Written request → Output every entry exactly as written, but omit the pictures.

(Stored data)
====================

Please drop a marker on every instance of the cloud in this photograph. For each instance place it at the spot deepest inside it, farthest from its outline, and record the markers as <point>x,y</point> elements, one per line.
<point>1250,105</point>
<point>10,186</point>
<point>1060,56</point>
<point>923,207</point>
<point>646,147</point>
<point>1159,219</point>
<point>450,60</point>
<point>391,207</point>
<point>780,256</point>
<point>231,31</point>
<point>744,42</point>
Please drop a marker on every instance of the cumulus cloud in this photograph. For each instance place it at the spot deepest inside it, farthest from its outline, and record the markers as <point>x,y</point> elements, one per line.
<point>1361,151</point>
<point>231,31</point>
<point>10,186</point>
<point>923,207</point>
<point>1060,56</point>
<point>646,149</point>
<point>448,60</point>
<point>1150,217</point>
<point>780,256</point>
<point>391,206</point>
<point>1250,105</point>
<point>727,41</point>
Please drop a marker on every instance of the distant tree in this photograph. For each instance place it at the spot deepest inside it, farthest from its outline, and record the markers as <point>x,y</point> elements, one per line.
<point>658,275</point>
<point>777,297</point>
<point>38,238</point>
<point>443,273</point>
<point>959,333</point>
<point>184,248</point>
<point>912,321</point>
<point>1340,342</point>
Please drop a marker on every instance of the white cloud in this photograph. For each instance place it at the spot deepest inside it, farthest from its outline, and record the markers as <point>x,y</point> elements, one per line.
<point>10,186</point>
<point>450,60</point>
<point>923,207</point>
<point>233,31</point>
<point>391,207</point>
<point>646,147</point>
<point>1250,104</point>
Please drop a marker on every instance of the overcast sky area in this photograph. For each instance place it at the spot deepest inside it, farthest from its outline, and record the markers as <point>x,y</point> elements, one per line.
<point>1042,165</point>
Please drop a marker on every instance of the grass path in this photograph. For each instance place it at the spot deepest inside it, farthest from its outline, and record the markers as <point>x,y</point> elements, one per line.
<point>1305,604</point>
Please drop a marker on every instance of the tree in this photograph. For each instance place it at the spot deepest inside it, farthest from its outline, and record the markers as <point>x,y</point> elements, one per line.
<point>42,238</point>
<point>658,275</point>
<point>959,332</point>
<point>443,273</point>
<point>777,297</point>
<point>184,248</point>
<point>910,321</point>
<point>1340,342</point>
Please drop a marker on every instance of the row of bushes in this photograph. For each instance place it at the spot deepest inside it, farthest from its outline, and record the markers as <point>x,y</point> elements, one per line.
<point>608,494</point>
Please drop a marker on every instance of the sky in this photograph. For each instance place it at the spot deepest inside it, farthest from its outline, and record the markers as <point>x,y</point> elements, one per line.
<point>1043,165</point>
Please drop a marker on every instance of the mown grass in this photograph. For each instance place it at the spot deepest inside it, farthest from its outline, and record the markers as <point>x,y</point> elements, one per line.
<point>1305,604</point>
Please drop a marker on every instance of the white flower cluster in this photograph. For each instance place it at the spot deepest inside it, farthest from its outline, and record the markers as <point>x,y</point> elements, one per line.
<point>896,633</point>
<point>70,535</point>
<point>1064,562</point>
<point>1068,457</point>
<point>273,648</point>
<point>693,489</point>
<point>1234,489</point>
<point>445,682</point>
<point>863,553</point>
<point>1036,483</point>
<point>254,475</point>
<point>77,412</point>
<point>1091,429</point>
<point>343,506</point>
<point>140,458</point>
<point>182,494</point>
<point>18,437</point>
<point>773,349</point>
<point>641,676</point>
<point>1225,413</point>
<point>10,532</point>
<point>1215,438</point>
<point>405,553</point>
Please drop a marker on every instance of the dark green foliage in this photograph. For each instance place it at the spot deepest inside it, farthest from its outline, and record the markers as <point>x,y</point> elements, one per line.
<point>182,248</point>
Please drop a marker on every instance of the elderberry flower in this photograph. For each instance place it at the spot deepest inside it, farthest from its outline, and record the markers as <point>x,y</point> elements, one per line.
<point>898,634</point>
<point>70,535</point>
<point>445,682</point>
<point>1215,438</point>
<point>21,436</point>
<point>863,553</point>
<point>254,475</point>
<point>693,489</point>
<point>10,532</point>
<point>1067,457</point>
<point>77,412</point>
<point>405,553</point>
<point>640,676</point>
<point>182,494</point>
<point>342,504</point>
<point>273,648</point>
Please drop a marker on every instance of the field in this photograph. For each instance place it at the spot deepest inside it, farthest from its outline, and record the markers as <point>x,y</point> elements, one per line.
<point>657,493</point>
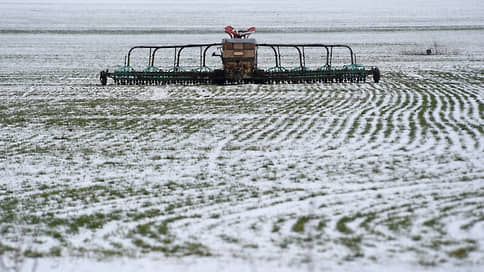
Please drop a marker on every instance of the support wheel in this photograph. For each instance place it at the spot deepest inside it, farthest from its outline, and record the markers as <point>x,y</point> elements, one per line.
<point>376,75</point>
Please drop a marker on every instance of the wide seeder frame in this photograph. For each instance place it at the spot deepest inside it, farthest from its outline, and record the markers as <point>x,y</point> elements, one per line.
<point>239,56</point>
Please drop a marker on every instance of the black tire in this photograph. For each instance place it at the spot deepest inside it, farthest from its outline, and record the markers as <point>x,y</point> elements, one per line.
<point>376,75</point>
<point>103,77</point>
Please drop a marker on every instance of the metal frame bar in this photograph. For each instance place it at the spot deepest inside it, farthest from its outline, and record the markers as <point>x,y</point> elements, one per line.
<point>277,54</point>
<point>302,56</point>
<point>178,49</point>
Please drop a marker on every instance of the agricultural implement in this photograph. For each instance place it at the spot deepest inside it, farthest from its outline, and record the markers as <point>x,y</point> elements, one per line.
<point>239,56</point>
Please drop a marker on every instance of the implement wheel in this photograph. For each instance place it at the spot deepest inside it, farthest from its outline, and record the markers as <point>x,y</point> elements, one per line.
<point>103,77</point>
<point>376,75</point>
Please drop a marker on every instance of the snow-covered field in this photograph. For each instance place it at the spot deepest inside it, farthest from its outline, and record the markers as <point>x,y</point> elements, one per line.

====================

Result for this exercise →
Please drop a marker on every instance of the cloud in this photograph. For each instance place it at the spot deepest inside it, farthest from its outline, and record the markers as <point>x,y</point> elements, one per line.
<point>1250,105</point>
<point>10,186</point>
<point>1060,56</point>
<point>923,207</point>
<point>646,147</point>
<point>1159,219</point>
<point>450,60</point>
<point>391,207</point>
<point>780,256</point>
<point>231,31</point>
<point>744,42</point>
Please drop a marker on every instance of the cumulus cloud in this photograph. For each instance place it at the spot deepest inside it, farthest from its outline, and record the markers as <point>x,y</point> elements, one per line.
<point>1361,151</point>
<point>231,31</point>
<point>10,186</point>
<point>923,207</point>
<point>1060,56</point>
<point>646,149</point>
<point>448,60</point>
<point>1150,217</point>
<point>780,256</point>
<point>391,206</point>
<point>1250,105</point>
<point>727,41</point>
Please drop a marker on every instance of the distant tree in this photograph. For each instance place it at the spot deepest inside it, farthest from its outline, and record the markers as <point>x,y</point> elements, one per line.
<point>658,275</point>
<point>777,297</point>
<point>38,238</point>
<point>443,273</point>
<point>959,333</point>
<point>184,248</point>
<point>912,321</point>
<point>1340,342</point>
Please drop a marker on every instance of the white cloud in this photograph. For each instance place it at the spot deepest inside it, farthest from its outline, and record the markers as <point>x,y</point> elements, one per line.
<point>10,186</point>
<point>450,60</point>
<point>923,207</point>
<point>233,31</point>
<point>391,207</point>
<point>646,147</point>
<point>1250,104</point>
Please drop a marker on every instance of the overcast sky area in this photograph. For each instance place it at the spot deepest inside it, farthest from its outline, and record the markers as <point>x,y</point> elements, one per line.
<point>1042,165</point>
Please drop a marker on every instance of the grass path in this photograph. For each instance place it at the spot deepest inside it, farthest from its outline, and record the markers as <point>x,y</point> elements, one per line.
<point>1305,604</point>
Please drop a marker on every instance of the tree in this photograph. For each instance place it at the spot deepest inside it, farthest from its outline, and record the markers as <point>x,y</point> elements, one per line.
<point>42,238</point>
<point>658,275</point>
<point>959,332</point>
<point>443,273</point>
<point>777,297</point>
<point>184,248</point>
<point>910,321</point>
<point>1340,342</point>
Please drop a marker on every instance of the row of bushes in this photograph. For each instance place it at the spot deepest inside it, farthest from its outline, and record the markers as <point>x,y</point> elements, one per line.
<point>608,494</point>
Please drop a marker on every instance of the sky in this photograph. For each instance place it at the spot deepest inside it, farthest from its outline, and record the markers as <point>x,y</point> elements, one per line.
<point>1043,165</point>
Please drop a marker on every instance of the mown grass in this photograph. For each instance place it at the spot deepest inside it, farthest from its outline, and record the markers as <point>x,y</point> elements, one per line.
<point>1305,604</point>
Please drop a marker on every instance of the white flower cluster in this photograph. For each instance place it at the spot deepest inside it, farthest from its outline, and record the markers as <point>x,y</point> elements, one per line.
<point>896,633</point>
<point>70,535</point>
<point>1064,562</point>
<point>1068,457</point>
<point>273,648</point>
<point>693,489</point>
<point>1234,489</point>
<point>445,682</point>
<point>863,553</point>
<point>1036,483</point>
<point>254,475</point>
<point>77,412</point>
<point>1091,429</point>
<point>343,506</point>
<point>140,458</point>
<point>182,494</point>
<point>18,437</point>
<point>773,349</point>
<point>641,676</point>
<point>1225,413</point>
<point>10,532</point>
<point>1215,438</point>
<point>405,553</point>
Please drop a marker on every instance of the dark green foliage in this photograph. For each instance place it at the spot deepest inside it, farthest from its outline, and record the markers as <point>x,y</point> elements, one per line.
<point>182,248</point>
Please drop a marker on every instance of the elderberry flower in this photograph. For each instance place it at the spot deepest inside it, farthest from its outline, and record the markers as <point>x,y</point> elements, one per line.
<point>898,634</point>
<point>70,535</point>
<point>445,682</point>
<point>1215,438</point>
<point>21,436</point>
<point>863,553</point>
<point>254,475</point>
<point>693,489</point>
<point>10,532</point>
<point>1067,457</point>
<point>77,412</point>
<point>405,553</point>
<point>640,676</point>
<point>182,494</point>
<point>342,504</point>
<point>273,648</point>
Please drop a marker on every instance of the field in this photograph. For each instance place it at the spot deepest inside it, farthest from its outline, and record the markers as <point>x,y</point> elements, one per line.
<point>657,493</point>
Please drop a marker on every instance of the support wheel in this photograph. For each instance place it at the spot deepest inside it, farthest from its outline, and record the markers as <point>x,y</point> elements, one per line.
<point>376,75</point>
Please drop a marker on every instance of the wide seeder frame in this photograph. For each instance place it at the spot deepest inside it, farthest from its outline, and record the markers as <point>x,y</point> elements, one per line.
<point>239,56</point>
Please drop a marker on every instance of the black tire in this photograph. For each instance place it at the spot deepest inside it, farthest from its outline, and record the markers as <point>x,y</point> elements, one per line.
<point>376,75</point>
<point>103,77</point>
Please drop a marker on every instance of the metal frame bar in this photograph. For each instance place it at the spot deepest inside it, farthest from its outline, and record the markers as <point>x,y</point> elements, one per line.
<point>277,54</point>
<point>302,56</point>
<point>178,49</point>
Please drop a marker on every instance of the agricultural implement in this photograph. For each instance place it at the spot deepest inside it, farthest from its outline, and record the markers as <point>x,y</point> elements, one per line.
<point>239,56</point>
Please drop a marker on every instance of the implement wheel in this photograph. For each instance place it at the spot deepest inside it, farthest from its outline, and record the markers as <point>x,y</point> elements, one per line.
<point>103,77</point>
<point>376,75</point>
Please drop a marker on every instance of the snow-covered field in this photograph. For each instance place it at the spot deepest inside it, farthest from its outline, and record the markers as <point>x,y</point> elements, one per line.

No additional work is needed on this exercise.